Aim = Copy out the rows below, switching every "in this scene" to "in this image" and keeping everything else the same.

**** Data to use ****

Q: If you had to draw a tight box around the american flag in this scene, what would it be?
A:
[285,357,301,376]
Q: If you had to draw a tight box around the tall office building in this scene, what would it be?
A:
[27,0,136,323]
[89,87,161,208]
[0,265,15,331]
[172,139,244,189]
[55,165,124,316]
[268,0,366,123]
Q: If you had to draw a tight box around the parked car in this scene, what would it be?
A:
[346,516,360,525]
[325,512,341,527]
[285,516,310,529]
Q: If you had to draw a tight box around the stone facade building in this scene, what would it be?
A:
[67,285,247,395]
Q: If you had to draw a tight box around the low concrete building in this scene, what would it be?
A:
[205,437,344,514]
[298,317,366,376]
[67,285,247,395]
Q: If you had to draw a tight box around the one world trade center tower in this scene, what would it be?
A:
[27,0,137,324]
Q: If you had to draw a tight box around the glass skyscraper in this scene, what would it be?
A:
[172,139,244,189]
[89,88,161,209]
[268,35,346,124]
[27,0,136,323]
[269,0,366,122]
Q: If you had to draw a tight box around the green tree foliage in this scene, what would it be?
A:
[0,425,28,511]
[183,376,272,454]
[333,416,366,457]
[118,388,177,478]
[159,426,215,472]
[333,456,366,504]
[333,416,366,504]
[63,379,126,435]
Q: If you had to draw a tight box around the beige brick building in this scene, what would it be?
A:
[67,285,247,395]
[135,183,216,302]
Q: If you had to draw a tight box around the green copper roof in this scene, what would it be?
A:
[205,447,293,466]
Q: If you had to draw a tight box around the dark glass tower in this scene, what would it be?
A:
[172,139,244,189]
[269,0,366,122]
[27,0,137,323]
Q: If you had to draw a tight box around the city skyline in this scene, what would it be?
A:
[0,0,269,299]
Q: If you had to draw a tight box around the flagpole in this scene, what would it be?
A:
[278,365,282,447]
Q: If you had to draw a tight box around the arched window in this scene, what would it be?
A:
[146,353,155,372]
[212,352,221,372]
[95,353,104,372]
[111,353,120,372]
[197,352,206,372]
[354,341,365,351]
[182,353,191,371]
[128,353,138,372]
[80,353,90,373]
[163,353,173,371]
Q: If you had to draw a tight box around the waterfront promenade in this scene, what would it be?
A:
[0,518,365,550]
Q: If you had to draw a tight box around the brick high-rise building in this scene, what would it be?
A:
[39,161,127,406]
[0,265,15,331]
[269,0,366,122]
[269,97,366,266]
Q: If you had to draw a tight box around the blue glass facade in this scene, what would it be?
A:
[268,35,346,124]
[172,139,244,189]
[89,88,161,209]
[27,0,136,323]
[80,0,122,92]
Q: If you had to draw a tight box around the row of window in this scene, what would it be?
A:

****

Written answer =
Q: If you had to draw a tight box around the american flag in this image, what would it be?
A:
[285,357,301,376]
Q: If you had to draw a tight box around the tall office building in this image, what would it be?
A:
[27,0,136,323]
[89,87,161,208]
[0,265,15,331]
[172,139,244,189]
[55,165,124,316]
[268,0,366,123]
Q: If you had to draw a tight box around the parked car in this image, what would it be?
A:
[346,516,360,525]
[325,512,341,527]
[285,516,310,529]
Q: If you had to draw a tight box around the stone facade building in this image, what would it be?
A:
[67,285,247,395]
Q: If you had to draw a tight box around the low concrete building in this image, what would it be?
A:
[205,437,344,514]
[298,317,366,376]
[67,285,247,395]
Q: If you had to draw a tight box around the one world trade center tower in this image, what would it be?
A:
[27,0,137,324]
Q: If you had to draw a tight box around the glass skyscraper in this image, what would it be?
A:
[172,139,244,189]
[89,88,161,209]
[268,35,346,124]
[27,0,136,323]
[269,0,366,122]
Q: If you had to draw a tight box around the green tree foliage in this image, what would it be?
A:
[0,425,28,511]
[183,376,272,454]
[333,416,366,457]
[118,388,177,478]
[159,426,215,472]
[333,456,366,504]
[333,416,366,504]
[63,379,126,435]
Q: If you had to draw a tight box around the beige brick building in this image, what would it be?
A:
[67,285,247,395]
[135,183,216,302]
Q: If you had to draw a tight box around the green copper roof in this image, what would it be?
A:
[205,447,293,466]
Q: If you had to draw a tight box around the dark glass tower in this image, what would it be?
A:
[172,139,244,189]
[269,0,366,122]
[27,0,137,323]
Q: If you had to draw a tight box around the city skyline in this image, what would it be?
A:
[0,0,269,299]
Q: If you had to draw a tight box around the flagpole in this image, what would it be?
A:
[278,365,282,447]
Q: If you had to draw a tight box around the arched window in this image, what would it be?
A:
[146,353,155,372]
[212,352,221,372]
[95,353,104,372]
[111,353,120,372]
[197,352,206,372]
[354,341,365,351]
[182,353,191,371]
[128,353,138,372]
[80,353,90,373]
[163,353,173,371]
Q: If you had to draw a tight box around the waterfront promenade in this image, what would it be?
A:
[0,518,365,550]
Q: If you had to draw a tight box around the brick high-rise building in this image, what would it be?
A:
[39,161,127,406]
[0,265,15,331]
[269,0,366,122]
[269,97,366,266]
Q: If you had to draw a tight box around the blue glass facade in this image, what would it be?
A:
[268,35,346,124]
[172,139,244,189]
[89,88,161,209]
[27,0,136,323]
[80,0,122,92]
Q: If you had to draw a tight box around the row of window in this image, what would it be?
A:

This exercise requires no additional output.